Excerpts from a dataset:
-------------------------

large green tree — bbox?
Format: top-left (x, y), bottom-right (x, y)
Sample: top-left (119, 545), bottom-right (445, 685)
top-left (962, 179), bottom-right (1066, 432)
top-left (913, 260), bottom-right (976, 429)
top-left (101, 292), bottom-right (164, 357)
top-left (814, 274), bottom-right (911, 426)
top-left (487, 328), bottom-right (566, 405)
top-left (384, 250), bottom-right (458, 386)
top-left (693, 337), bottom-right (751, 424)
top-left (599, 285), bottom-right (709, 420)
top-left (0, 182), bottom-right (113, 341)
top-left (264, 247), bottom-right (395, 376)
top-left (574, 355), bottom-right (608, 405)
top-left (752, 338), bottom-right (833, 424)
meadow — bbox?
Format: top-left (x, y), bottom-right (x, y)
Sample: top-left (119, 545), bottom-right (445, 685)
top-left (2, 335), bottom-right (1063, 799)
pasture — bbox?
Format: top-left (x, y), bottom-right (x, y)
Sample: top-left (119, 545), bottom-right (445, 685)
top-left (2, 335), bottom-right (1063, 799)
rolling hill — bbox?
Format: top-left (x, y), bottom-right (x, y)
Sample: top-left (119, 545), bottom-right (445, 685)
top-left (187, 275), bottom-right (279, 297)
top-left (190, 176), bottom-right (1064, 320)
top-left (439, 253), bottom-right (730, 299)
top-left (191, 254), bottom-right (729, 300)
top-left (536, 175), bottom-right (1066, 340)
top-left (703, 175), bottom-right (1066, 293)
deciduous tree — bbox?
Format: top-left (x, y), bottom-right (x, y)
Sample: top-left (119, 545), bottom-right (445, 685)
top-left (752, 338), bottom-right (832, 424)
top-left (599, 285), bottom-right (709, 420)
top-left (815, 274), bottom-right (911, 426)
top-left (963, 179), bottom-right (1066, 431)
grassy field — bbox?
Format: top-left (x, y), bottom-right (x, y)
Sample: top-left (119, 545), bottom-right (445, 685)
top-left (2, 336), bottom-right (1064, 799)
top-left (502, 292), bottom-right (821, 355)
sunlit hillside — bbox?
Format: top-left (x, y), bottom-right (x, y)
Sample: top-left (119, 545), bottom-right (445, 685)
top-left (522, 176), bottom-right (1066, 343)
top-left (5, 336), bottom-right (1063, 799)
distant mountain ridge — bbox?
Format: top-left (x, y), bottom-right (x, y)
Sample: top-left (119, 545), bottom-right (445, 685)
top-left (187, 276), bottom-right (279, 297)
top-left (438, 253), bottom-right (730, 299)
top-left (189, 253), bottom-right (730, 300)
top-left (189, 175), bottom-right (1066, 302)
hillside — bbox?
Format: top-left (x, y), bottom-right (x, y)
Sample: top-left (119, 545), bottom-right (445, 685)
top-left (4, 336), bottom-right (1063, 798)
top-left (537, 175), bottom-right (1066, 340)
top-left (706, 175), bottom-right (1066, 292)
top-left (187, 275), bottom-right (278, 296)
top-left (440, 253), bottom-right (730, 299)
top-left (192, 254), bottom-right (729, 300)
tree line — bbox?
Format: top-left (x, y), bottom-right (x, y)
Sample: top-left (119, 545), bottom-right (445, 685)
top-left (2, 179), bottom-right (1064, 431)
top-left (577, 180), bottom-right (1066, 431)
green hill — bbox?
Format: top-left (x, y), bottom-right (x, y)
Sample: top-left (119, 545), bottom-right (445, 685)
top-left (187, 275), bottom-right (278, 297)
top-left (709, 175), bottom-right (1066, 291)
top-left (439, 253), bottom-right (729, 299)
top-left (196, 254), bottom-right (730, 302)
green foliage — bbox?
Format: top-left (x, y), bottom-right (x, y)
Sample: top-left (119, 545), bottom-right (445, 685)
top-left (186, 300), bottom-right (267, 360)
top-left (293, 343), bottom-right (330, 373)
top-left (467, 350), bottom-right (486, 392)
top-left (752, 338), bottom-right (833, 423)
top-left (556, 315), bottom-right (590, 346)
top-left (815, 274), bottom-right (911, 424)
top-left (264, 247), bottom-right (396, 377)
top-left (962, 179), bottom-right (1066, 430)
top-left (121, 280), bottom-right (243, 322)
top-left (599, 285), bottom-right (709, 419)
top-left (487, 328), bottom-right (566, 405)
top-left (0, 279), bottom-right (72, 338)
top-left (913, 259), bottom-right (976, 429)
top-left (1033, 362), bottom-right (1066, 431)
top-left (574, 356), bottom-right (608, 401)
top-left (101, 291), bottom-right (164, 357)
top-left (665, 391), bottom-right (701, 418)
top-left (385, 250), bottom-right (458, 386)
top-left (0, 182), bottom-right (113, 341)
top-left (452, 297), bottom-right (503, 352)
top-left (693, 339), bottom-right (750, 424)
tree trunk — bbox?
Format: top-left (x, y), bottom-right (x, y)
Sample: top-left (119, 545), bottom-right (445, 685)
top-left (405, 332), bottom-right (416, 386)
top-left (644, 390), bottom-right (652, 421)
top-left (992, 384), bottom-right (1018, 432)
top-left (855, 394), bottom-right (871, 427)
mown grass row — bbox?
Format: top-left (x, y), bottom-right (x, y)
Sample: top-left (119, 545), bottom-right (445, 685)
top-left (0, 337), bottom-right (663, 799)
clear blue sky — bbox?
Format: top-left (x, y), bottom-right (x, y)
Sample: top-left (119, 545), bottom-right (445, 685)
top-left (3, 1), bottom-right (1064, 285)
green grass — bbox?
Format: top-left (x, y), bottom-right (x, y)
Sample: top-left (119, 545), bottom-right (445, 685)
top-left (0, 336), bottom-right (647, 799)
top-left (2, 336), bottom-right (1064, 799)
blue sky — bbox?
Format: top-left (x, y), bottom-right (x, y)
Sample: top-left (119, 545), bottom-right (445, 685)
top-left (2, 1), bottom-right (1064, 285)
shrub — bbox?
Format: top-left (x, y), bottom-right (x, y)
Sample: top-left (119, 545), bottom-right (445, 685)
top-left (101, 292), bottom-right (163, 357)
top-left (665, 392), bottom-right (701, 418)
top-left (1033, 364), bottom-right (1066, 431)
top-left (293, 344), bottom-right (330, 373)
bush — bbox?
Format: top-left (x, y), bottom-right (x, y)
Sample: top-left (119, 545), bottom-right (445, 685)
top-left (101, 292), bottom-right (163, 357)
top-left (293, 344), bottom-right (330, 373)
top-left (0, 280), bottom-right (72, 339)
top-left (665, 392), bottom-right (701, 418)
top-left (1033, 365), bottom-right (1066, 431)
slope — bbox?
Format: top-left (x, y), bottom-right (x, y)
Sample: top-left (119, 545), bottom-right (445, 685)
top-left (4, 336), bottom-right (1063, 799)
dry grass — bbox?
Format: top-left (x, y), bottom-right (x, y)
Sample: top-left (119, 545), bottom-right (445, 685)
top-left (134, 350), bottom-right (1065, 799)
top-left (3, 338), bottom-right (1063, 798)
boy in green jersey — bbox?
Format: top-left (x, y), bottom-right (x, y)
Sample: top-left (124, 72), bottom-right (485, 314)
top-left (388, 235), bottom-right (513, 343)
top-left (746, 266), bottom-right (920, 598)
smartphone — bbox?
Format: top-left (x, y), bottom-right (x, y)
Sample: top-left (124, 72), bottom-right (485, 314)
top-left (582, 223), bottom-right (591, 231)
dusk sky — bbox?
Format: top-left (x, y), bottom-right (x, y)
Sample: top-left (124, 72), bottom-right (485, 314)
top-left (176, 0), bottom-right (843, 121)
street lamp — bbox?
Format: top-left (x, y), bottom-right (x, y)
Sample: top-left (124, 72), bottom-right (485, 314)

-------------------------

ACTIVITY: Please retype the data above exactly, including every line.

WORKED SOLUTION:
large green tree — bbox?
Format: top-left (x, y), bottom-right (x, y)
Sample: top-left (119, 545), bottom-right (445, 685)
top-left (962, 179), bottom-right (1066, 432)
top-left (913, 260), bottom-right (976, 429)
top-left (101, 292), bottom-right (164, 357)
top-left (814, 274), bottom-right (911, 426)
top-left (487, 328), bottom-right (566, 405)
top-left (384, 250), bottom-right (458, 386)
top-left (693, 337), bottom-right (751, 424)
top-left (599, 285), bottom-right (709, 420)
top-left (0, 182), bottom-right (113, 341)
top-left (264, 247), bottom-right (395, 376)
top-left (574, 355), bottom-right (608, 405)
top-left (752, 338), bottom-right (833, 424)
meadow — bbox?
Format: top-left (x, y), bottom-right (x, y)
Sample: top-left (119, 545), bottom-right (445, 685)
top-left (2, 335), bottom-right (1063, 799)
pasture — bbox?
Format: top-left (x, y), bottom-right (x, y)
Sample: top-left (119, 545), bottom-right (445, 685)
top-left (2, 335), bottom-right (1063, 799)
rolling hill — bbox?
Format: top-left (x, y), bottom-right (x, y)
Sample: top-left (119, 545), bottom-right (445, 685)
top-left (187, 275), bottom-right (279, 297)
top-left (190, 176), bottom-right (1064, 320)
top-left (439, 253), bottom-right (730, 299)
top-left (191, 254), bottom-right (729, 300)
top-left (536, 175), bottom-right (1066, 340)
top-left (703, 175), bottom-right (1066, 293)
deciduous tree — bbox?
Format: top-left (x, y), bottom-right (x, y)
Sample: top-left (119, 545), bottom-right (445, 685)
top-left (752, 338), bottom-right (832, 424)
top-left (599, 285), bottom-right (709, 420)
top-left (815, 274), bottom-right (911, 426)
top-left (963, 179), bottom-right (1066, 431)
grassy field — bbox?
Format: top-left (x, y), bottom-right (x, y)
Sample: top-left (119, 545), bottom-right (445, 685)
top-left (2, 336), bottom-right (1064, 799)
top-left (502, 292), bottom-right (821, 355)
sunlit hillside — bbox?
Format: top-left (x, y), bottom-right (x, y)
Sample: top-left (119, 545), bottom-right (445, 685)
top-left (522, 176), bottom-right (1066, 343)
top-left (5, 336), bottom-right (1063, 799)
distant mountain ridge — bbox?
Format: top-left (x, y), bottom-right (x, y)
Sample: top-left (119, 545), bottom-right (445, 685)
top-left (187, 276), bottom-right (279, 297)
top-left (438, 253), bottom-right (730, 299)
top-left (189, 253), bottom-right (730, 300)
top-left (189, 175), bottom-right (1066, 302)
hillside — bbox?
Format: top-left (x, y), bottom-right (x, y)
Sample: top-left (119, 545), bottom-right (445, 685)
top-left (4, 336), bottom-right (1063, 798)
top-left (537, 175), bottom-right (1066, 340)
top-left (706, 175), bottom-right (1066, 292)
top-left (187, 275), bottom-right (278, 296)
top-left (440, 253), bottom-right (730, 299)
top-left (192, 254), bottom-right (729, 300)
tree line — bbox?
Format: top-left (x, y), bottom-right (x, y)
Sample: top-left (119, 545), bottom-right (445, 685)
top-left (2, 179), bottom-right (1064, 431)
top-left (577, 180), bottom-right (1066, 431)
green hill — bbox?
Format: top-left (x, y), bottom-right (x, y)
Sample: top-left (119, 545), bottom-right (445, 685)
top-left (187, 275), bottom-right (278, 297)
top-left (709, 175), bottom-right (1066, 291)
top-left (439, 253), bottom-right (729, 299)
top-left (196, 254), bottom-right (730, 302)
green foliage — bbox?
Format: top-left (x, y), bottom-right (x, y)
Sample: top-left (119, 545), bottom-right (445, 685)
top-left (186, 300), bottom-right (267, 360)
top-left (293, 343), bottom-right (330, 373)
top-left (467, 350), bottom-right (486, 392)
top-left (752, 338), bottom-right (833, 423)
top-left (556, 315), bottom-right (590, 346)
top-left (815, 274), bottom-right (911, 424)
top-left (264, 247), bottom-right (396, 377)
top-left (962, 179), bottom-right (1066, 430)
top-left (121, 280), bottom-right (243, 322)
top-left (599, 285), bottom-right (709, 419)
top-left (487, 328), bottom-right (566, 405)
top-left (0, 279), bottom-right (72, 338)
top-left (913, 259), bottom-right (976, 429)
top-left (1033, 362), bottom-right (1066, 431)
top-left (574, 356), bottom-right (608, 401)
top-left (101, 291), bottom-right (164, 357)
top-left (665, 391), bottom-right (701, 418)
top-left (385, 250), bottom-right (458, 386)
top-left (0, 182), bottom-right (113, 341)
top-left (452, 297), bottom-right (503, 352)
top-left (693, 339), bottom-right (750, 424)
tree trunk — bbox?
Format: top-left (x, y), bottom-right (x, y)
Sample: top-left (119, 545), bottom-right (445, 685)
top-left (405, 332), bottom-right (416, 386)
top-left (644, 390), bottom-right (652, 421)
top-left (992, 384), bottom-right (1018, 432)
top-left (855, 394), bottom-right (871, 427)
mown grass row — bbox?
Format: top-left (x, y), bottom-right (x, y)
Sample: top-left (119, 545), bottom-right (445, 685)
top-left (0, 337), bottom-right (663, 799)
clear blue sky — bbox?
Format: top-left (x, y), bottom-right (x, y)
Sample: top-left (119, 545), bottom-right (445, 685)
top-left (3, 1), bottom-right (1064, 285)
green grass — bbox?
Format: top-left (x, y), bottom-right (x, y)
Sample: top-left (119, 545), bottom-right (445, 685)
top-left (0, 336), bottom-right (647, 799)
top-left (2, 336), bottom-right (1064, 799)
blue sky — bbox?
Format: top-left (x, y), bottom-right (x, y)
Sample: top-left (119, 545), bottom-right (445, 685)
top-left (2, 1), bottom-right (1064, 285)
shrub — bbox?
Format: top-left (x, y), bottom-right (x, y)
Sample: top-left (119, 545), bottom-right (445, 685)
top-left (101, 292), bottom-right (163, 357)
top-left (665, 392), bottom-right (701, 418)
top-left (1033, 364), bottom-right (1066, 431)
top-left (293, 344), bottom-right (330, 373)
bush — bbox?
Format: top-left (x, y), bottom-right (x, y)
Sample: top-left (119, 545), bottom-right (445, 685)
top-left (101, 292), bottom-right (163, 357)
top-left (293, 344), bottom-right (330, 373)
top-left (0, 280), bottom-right (72, 339)
top-left (665, 392), bottom-right (701, 418)
top-left (1033, 365), bottom-right (1066, 431)
slope — bbox?
Format: top-left (x, y), bottom-right (x, y)
Sample: top-left (119, 545), bottom-right (445, 685)
top-left (4, 336), bottom-right (1063, 799)
dry grass — bbox?
Format: top-left (x, y), bottom-right (x, y)
Sample: top-left (119, 545), bottom-right (445, 685)
top-left (134, 350), bottom-right (1065, 799)
top-left (3, 338), bottom-right (1063, 798)
boy in green jersey — bbox?
Format: top-left (x, y), bottom-right (x, y)
Sample: top-left (124, 72), bottom-right (485, 314)
top-left (388, 235), bottom-right (513, 343)
top-left (746, 266), bottom-right (920, 598)
smartphone — bbox?
Format: top-left (x, y), bottom-right (x, y)
Sample: top-left (124, 72), bottom-right (485, 314)
top-left (582, 223), bottom-right (591, 231)
dusk sky — bbox?
Format: top-left (x, y), bottom-right (x, y)
Sample: top-left (124, 72), bottom-right (485, 314)
top-left (176, 0), bottom-right (843, 121)
street lamp — bbox?
Format: top-left (x, y), bottom-right (x, y)
Sample: top-left (124, 72), bottom-right (485, 314)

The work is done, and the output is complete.